> GIVEN INSTRUCTION
Reproduce exactly the lines from the one containing "Please annotate the dark" through the last line of the records below, both included, and nothing else.

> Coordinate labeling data
========================================================================
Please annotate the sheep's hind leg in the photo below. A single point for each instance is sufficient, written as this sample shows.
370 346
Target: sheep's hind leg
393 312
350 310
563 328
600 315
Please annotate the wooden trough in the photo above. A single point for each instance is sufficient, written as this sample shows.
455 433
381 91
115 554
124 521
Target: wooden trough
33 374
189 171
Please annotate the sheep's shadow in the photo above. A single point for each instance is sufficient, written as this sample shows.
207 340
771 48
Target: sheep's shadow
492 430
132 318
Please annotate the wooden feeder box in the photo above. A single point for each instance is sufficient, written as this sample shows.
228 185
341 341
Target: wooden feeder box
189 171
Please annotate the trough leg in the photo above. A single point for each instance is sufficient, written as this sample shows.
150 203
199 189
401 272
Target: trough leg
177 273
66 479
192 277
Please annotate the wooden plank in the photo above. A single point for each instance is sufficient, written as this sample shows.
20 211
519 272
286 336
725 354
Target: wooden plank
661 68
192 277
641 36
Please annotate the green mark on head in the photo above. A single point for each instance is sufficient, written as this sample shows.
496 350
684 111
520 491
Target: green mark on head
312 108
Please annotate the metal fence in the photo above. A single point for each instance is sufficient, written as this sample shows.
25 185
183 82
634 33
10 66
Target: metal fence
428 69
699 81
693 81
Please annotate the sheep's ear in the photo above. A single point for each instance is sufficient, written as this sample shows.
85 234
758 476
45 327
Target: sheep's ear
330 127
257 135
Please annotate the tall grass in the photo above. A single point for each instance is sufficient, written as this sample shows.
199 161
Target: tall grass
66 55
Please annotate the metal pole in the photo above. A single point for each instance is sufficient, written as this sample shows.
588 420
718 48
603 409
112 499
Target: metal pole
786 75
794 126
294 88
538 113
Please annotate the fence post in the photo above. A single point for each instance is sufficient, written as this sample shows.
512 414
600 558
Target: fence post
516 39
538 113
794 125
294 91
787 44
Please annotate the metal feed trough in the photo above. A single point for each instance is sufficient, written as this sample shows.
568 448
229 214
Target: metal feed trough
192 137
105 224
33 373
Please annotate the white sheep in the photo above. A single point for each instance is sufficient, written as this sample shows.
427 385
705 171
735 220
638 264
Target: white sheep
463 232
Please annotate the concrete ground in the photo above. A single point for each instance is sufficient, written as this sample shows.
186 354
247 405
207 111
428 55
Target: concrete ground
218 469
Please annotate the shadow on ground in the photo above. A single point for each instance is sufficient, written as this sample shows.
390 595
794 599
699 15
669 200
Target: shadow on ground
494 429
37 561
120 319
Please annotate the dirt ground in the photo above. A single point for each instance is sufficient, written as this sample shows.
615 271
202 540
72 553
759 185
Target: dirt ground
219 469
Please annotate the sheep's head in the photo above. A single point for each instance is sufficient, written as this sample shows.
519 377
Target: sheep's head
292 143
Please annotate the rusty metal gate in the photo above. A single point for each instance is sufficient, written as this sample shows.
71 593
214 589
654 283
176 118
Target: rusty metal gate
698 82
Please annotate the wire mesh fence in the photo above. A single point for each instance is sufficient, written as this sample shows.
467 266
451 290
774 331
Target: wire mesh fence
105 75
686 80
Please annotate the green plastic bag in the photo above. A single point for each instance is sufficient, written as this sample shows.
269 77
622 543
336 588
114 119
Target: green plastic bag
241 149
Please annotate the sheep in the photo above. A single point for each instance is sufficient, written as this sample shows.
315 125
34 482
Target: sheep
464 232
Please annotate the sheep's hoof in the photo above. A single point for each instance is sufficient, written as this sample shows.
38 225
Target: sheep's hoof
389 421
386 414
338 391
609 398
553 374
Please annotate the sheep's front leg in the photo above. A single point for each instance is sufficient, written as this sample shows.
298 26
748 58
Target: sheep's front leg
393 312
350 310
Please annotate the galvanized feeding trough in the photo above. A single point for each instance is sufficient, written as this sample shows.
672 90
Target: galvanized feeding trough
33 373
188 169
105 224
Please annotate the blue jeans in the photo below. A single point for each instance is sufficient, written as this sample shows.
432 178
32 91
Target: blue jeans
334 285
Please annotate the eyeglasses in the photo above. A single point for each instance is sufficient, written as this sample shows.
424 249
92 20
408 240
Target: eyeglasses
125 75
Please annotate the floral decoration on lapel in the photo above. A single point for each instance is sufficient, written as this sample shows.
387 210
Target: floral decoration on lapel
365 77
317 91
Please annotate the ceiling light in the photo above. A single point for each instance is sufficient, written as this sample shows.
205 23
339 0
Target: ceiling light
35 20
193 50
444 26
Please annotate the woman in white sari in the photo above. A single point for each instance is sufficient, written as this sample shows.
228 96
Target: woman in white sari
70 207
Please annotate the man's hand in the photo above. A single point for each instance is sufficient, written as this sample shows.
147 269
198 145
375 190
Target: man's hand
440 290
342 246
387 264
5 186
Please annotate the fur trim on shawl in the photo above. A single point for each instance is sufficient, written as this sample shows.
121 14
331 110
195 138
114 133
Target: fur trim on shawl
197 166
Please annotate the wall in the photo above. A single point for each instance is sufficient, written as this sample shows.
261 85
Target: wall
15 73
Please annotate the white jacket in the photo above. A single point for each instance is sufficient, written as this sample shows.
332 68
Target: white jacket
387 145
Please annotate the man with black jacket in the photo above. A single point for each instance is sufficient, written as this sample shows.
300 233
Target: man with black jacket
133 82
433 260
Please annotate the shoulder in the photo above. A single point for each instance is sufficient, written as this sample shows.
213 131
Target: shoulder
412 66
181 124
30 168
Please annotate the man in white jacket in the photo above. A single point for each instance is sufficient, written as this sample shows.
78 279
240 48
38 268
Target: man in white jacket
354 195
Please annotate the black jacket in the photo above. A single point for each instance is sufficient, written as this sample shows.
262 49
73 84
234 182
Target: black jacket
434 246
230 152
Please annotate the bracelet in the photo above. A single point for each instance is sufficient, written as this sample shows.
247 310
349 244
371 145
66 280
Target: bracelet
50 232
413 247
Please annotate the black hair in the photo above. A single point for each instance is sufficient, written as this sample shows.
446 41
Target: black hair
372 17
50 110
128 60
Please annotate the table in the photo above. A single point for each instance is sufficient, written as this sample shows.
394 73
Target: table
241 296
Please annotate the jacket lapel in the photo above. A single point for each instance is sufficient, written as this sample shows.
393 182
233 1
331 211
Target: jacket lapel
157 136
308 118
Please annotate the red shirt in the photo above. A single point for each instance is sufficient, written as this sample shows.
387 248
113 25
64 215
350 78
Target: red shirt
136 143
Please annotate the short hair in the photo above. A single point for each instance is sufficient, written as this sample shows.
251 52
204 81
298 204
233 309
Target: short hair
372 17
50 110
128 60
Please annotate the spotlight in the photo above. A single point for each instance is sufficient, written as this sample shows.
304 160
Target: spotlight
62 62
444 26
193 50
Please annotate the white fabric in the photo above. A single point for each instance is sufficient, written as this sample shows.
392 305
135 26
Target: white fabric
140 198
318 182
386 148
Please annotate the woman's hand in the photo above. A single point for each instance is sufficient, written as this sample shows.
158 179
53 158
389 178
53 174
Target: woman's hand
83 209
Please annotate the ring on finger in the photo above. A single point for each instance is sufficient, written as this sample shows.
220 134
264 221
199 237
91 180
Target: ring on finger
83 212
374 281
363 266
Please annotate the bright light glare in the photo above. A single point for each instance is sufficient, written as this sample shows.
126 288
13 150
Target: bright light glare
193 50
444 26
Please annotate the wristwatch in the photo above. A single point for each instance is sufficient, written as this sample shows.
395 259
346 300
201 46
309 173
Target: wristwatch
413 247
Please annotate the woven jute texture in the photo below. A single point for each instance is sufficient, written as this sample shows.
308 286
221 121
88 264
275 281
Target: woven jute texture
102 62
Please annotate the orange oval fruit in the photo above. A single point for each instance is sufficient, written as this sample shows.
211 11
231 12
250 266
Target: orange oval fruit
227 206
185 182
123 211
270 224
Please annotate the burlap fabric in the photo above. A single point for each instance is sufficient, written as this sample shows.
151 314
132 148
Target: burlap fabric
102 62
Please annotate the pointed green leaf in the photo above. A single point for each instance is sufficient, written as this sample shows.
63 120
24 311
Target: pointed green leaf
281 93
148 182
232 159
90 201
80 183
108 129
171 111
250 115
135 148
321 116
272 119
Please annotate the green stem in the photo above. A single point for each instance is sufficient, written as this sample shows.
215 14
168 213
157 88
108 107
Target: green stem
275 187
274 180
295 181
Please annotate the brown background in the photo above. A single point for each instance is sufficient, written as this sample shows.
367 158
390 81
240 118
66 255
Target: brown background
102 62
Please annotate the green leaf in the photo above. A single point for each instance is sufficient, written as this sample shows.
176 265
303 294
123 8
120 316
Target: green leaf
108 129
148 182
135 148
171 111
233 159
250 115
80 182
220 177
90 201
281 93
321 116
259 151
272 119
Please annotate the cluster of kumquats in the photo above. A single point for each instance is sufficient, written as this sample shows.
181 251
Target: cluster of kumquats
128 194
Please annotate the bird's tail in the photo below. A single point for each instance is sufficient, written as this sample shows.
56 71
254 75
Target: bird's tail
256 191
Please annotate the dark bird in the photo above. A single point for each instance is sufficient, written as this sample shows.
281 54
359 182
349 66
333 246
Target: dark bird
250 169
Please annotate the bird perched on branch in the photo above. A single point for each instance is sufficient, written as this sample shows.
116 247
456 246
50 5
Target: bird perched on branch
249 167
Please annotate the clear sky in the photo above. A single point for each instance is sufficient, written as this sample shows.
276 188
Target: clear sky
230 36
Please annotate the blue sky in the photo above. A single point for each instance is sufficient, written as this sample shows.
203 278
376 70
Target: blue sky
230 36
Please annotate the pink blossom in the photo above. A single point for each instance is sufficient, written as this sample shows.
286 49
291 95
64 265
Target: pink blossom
========================================================================
> ANSWER TO THE PROBLEM
Please annotate the dark bird in the photo above. A single point for each instance is sufficient, written as this sample shows.
281 54
359 182
349 66
333 246
Target: dark bird
250 169
Please annotate the bird perched on branch in the photo above. A single point for each instance is sufficient, written as this sample shows.
116 247
456 246
50 5
Target: bird perched on branch
249 167
Please annotate the clear sky in the photo above. A single point for each instance is sufficient, written as this sample shows.
276 188
Target: clear sky
230 36
Please annotate the blue sky in the photo above. A single point for each instance is sufficient, written as this sample shows.
203 278
376 70
Target: blue sky
230 36
Please annotate the pink blossom in the photo above. A single point for each instance is sufficient, written as this sample shows.
286 49
291 95
64 265
Target: pink blossom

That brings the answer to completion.